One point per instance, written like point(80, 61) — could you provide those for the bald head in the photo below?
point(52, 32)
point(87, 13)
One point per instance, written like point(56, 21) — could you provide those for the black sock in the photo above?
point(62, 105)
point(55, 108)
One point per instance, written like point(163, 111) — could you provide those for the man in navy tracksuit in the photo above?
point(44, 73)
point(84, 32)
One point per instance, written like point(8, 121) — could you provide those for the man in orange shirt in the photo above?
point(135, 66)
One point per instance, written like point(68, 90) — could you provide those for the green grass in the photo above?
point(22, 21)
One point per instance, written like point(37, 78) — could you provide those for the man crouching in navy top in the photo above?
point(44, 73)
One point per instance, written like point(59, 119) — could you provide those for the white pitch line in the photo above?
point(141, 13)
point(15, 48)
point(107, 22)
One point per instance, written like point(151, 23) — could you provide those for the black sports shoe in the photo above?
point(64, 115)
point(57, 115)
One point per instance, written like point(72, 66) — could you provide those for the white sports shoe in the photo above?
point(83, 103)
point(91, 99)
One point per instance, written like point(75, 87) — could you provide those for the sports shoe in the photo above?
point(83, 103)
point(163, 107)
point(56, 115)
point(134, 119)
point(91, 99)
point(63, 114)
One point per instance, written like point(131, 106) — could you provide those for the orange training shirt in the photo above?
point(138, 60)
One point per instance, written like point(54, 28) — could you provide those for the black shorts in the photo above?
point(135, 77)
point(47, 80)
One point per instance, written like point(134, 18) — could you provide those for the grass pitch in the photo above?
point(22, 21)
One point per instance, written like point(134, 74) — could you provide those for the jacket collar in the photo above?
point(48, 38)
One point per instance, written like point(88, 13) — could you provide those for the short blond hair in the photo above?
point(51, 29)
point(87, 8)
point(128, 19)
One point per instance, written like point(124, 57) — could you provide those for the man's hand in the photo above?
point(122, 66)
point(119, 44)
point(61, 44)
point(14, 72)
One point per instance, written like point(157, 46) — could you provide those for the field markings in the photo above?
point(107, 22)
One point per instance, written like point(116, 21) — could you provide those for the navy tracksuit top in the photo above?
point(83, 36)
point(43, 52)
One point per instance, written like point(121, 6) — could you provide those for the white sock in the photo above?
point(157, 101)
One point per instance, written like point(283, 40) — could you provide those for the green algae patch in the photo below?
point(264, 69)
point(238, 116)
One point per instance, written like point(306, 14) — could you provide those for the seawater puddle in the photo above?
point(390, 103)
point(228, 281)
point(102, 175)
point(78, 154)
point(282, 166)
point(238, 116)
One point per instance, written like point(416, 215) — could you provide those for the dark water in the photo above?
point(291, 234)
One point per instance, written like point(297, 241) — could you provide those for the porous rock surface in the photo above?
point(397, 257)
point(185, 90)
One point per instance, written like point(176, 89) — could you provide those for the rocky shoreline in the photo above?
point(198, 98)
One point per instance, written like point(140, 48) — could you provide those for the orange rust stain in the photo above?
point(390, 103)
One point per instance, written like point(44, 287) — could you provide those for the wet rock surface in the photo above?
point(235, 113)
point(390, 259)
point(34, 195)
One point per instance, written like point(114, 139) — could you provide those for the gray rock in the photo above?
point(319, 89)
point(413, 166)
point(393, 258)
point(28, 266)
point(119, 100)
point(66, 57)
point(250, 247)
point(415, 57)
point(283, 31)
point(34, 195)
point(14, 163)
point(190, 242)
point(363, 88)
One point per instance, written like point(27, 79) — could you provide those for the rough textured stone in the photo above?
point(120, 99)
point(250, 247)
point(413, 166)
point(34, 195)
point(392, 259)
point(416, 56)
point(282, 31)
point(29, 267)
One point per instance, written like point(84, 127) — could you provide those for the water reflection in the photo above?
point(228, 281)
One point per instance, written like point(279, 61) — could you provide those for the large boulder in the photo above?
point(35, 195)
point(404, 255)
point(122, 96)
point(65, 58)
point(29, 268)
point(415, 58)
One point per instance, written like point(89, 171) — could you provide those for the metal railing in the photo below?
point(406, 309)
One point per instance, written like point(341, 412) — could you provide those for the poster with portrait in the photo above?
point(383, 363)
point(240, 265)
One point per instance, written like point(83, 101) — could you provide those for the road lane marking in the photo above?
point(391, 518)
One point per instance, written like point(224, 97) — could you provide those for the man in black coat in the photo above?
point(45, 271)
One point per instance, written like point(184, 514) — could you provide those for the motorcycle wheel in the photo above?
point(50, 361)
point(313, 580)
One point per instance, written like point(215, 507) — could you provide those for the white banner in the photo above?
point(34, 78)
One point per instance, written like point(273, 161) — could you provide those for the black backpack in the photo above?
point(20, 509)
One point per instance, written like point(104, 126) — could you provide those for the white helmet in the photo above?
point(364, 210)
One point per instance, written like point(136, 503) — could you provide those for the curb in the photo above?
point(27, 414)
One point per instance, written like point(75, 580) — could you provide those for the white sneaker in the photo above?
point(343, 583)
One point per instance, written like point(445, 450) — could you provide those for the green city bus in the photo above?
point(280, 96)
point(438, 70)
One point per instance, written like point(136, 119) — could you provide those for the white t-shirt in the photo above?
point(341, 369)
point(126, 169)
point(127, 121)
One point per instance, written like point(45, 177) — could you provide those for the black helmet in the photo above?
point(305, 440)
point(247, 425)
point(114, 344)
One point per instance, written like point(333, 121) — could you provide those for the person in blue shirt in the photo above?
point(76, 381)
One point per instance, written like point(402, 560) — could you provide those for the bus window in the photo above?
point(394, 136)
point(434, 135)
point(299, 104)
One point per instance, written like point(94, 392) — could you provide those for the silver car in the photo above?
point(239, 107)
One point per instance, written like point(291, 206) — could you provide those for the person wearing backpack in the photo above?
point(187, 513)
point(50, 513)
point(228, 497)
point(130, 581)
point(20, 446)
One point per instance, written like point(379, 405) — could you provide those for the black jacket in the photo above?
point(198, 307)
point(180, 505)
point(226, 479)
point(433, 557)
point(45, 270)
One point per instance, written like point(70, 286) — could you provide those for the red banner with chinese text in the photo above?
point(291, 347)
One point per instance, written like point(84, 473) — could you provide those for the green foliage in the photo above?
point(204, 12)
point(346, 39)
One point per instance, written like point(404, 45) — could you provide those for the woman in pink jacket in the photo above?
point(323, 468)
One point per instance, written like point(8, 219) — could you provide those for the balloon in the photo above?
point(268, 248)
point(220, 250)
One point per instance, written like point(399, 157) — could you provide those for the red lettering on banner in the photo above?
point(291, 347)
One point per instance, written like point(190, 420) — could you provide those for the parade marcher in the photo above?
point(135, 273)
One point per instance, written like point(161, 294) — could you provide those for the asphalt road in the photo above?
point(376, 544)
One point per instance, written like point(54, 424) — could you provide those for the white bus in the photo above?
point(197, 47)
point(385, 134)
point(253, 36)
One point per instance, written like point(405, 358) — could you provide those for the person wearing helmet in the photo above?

☆ ☆ ☆

— Requirement —
Copy out all of the data above again, switching every "instance" to "object" and leaving everything else unchanged.

— Output for this exercise —
One point per object, written like point(80, 61) — could you provide those for the bald head in the photo below?
point(52, 32)
point(87, 13)
One point per object, written like point(56, 21) — could you provide those for the black sock in the photo above?
point(62, 105)
point(55, 108)
One point per object, written like point(163, 111) — could you provide those for the man in navy tracksuit in the photo above?
point(44, 73)
point(84, 32)
One point per object, written like point(8, 121) — could you provide those for the man in orange shirt in the photo above?
point(135, 66)
One point per object, written like point(68, 90) — could you provide those for the green grass in the photo above?
point(22, 21)
One point per object, written like point(37, 78) — could you provide those for the man crouching in navy top in the photo above?
point(44, 73)
One point per object, written like point(59, 119) — could you provide those for the white pitch line in the photo above?
point(141, 13)
point(15, 48)
point(107, 22)
One point per object, written like point(151, 23) — could you provide those for the black sports shoe in the photo above?
point(64, 115)
point(57, 115)
One point per object, written like point(72, 66) — could you provide those for the white sports shoe in the photo above?
point(83, 103)
point(91, 99)
One point per object, written like point(75, 87) — could you provide those for the sports shoe in the photo above?
point(83, 103)
point(163, 107)
point(56, 115)
point(134, 119)
point(91, 99)
point(63, 114)
One point per object, written like point(131, 106) — could you provide those for the orange training shirt in the photo above?
point(138, 60)
One point per object, written like point(54, 28) — could you provide those for the black shorts in the photo above?
point(135, 77)
point(47, 80)
One point per object, written like point(134, 18) — could you provide those for the grass pitch in the photo above?
point(22, 21)
One point per object, written like point(134, 74) — could you provide those for the jacket collar in the photo above?
point(48, 38)
One point per object, written like point(88, 13) — could you provide those for the short blond hair in the photo above?
point(51, 29)
point(87, 8)
point(128, 19)
One point per object, written like point(124, 57) — could you provide those for the man's hand in the photo above?
point(122, 66)
point(119, 44)
point(61, 44)
point(14, 72)
One point per object, written like point(157, 46) — could you provide those for the field markings in the photo above?
point(107, 22)
One point per object, written like point(116, 21) — could you provide those for the navy tracksuit top in the photo above?
point(83, 36)
point(43, 52)
One point per object, written like point(121, 6) — could you provide those for the white sock in the photo above?
point(157, 101)
One point per object, written like point(283, 40) — could you provide those for the green algae patch in the photo below?
point(264, 69)
point(238, 116)
One point per object, written like point(306, 14) — could you provide those for the seawater puddle in the photo above?
point(390, 103)
point(228, 281)
point(102, 175)
point(78, 154)
point(282, 166)
point(238, 116)
One point per object, written like point(416, 215) — could you provide those for the dark water in the photo above?
point(291, 234)
One point per object, written like point(297, 241) — could you provide those for the porous rock surface in the photo above?
point(397, 257)
point(185, 90)
One point per object, written like point(176, 89) — could you provide those for the rocky shoreline in the photo above?
point(198, 98)
One point per object, written like point(140, 48) — could you provide those for the orange rust stain in the photo above?
point(390, 103)
One point per object, written like point(44, 287) — could you provide those for the wet rock surface in the photo above?
point(235, 113)
point(390, 259)
point(34, 195)
One point per object, written like point(114, 139) — could you provide those for the gray rock in the photo above?
point(319, 89)
point(413, 166)
point(393, 258)
point(28, 266)
point(119, 100)
point(66, 57)
point(250, 247)
point(415, 57)
point(283, 31)
point(34, 195)
point(14, 163)
point(190, 242)
point(363, 88)
One point per object, written like point(27, 79) — could you provide those for the rough textured stone in the photo above?
point(120, 99)
point(250, 247)
point(413, 166)
point(34, 195)
point(392, 259)
point(416, 56)
point(282, 31)
point(29, 267)
One point per object, written like point(84, 127) — could you provide those for the water reflection in the photo above?
point(228, 281)
One point per object, written like point(279, 61) — could you provide those for the large boulder in the photo above?
point(35, 195)
point(404, 255)
point(122, 96)
point(65, 58)
point(29, 268)
point(415, 58)
One point per object, written like point(89, 171) — could you provide those for the metal railing in the photo below?
point(406, 309)
One point per object, written like point(341, 412) — could you provide those for the poster with portrait in the photo above?
point(383, 363)
point(240, 265)
One point per object, written like point(83, 101) — could you provide those for the road lane marking in the photo above?
point(391, 518)
One point per object, written like point(224, 97) — could you provide those for the man in black coat in the photo above?
point(45, 271)
One point per object, written like point(184, 514) — could you provide those for the motorcycle wheel in the photo above?
point(50, 361)
point(313, 580)
One point per object, written like point(215, 507) — could you provide those for the white banner in the photo above?
point(34, 78)
One point per object, written like point(273, 161) — could you provide those for the black backpack in the photo above?
point(20, 509)
One point per object, written like point(104, 126) — could you provide those for the white helmet in the photo above?
point(364, 210)
One point per object, written like point(136, 503) — could you provide those for the curb in the photo above?
point(27, 414)
One point per object, written like point(75, 580) — could you provide those for the white sneaker in the photo above?
point(343, 583)
One point per object, written like point(445, 450) — could you provide those for the green city bus in the photo above?
point(280, 96)
point(438, 70)
One point per object, written like point(136, 119) — could you provide those for the white t-shirt in the photo above?
point(341, 369)
point(126, 169)
point(127, 121)
One point per object, written like point(45, 177) — could you provide those for the black helmet in the photo above?
point(305, 440)
point(247, 425)
point(114, 344)
One point per object, written like point(333, 121) — could you provide those for the person in blue shirt in the photo above?
point(76, 381)
One point per object, written like point(402, 560) — could you provide those for the bus window in the photo above?
point(394, 136)
point(434, 135)
point(299, 104)
One point per object, written like point(94, 392) — could you provide those for the silver car in the photo above?
point(239, 107)
One point per object, written like point(291, 206) — could you provide those for the person wearing backpack in the photo above?
point(187, 513)
point(50, 513)
point(228, 497)
point(130, 581)
point(20, 446)
One point per object, written like point(379, 405) — could you provide those for the black jacket in the photo above?
point(198, 307)
point(180, 505)
point(226, 479)
point(433, 557)
point(45, 270)
One point per object, written like point(70, 286) — could you provide those for the red banner with chinese text in the photo above?
point(291, 347)
One point per object, written like point(84, 473) — could you provide those for the green foliage in the photo above?
point(204, 12)
point(346, 39)
One point per object, written like point(404, 45) — could you provide those for the woman in pink jacket in the photo above?
point(323, 468)
One point per object, written like point(8, 219) — could you provide those for the balloon in the photo above?
point(268, 248)
point(220, 250)
One point per object, written like point(399, 157) — could you provide those for the red lettering on banner in the photo above?
point(291, 347)
One point per object, written like point(190, 420) — could you provide those for the parade marcher in the photo above?
point(135, 273)
One point per object, written like point(161, 294) — could you provide those for the asphalt road in the photo above?
point(376, 544)
One point per object, written like point(54, 424) — could you provide those for the white bus in the photo above?
point(197, 47)
point(385, 134)
point(253, 36)
One point per object, written like point(405, 358) — could you provide those for the person wearing helmet in the photo above?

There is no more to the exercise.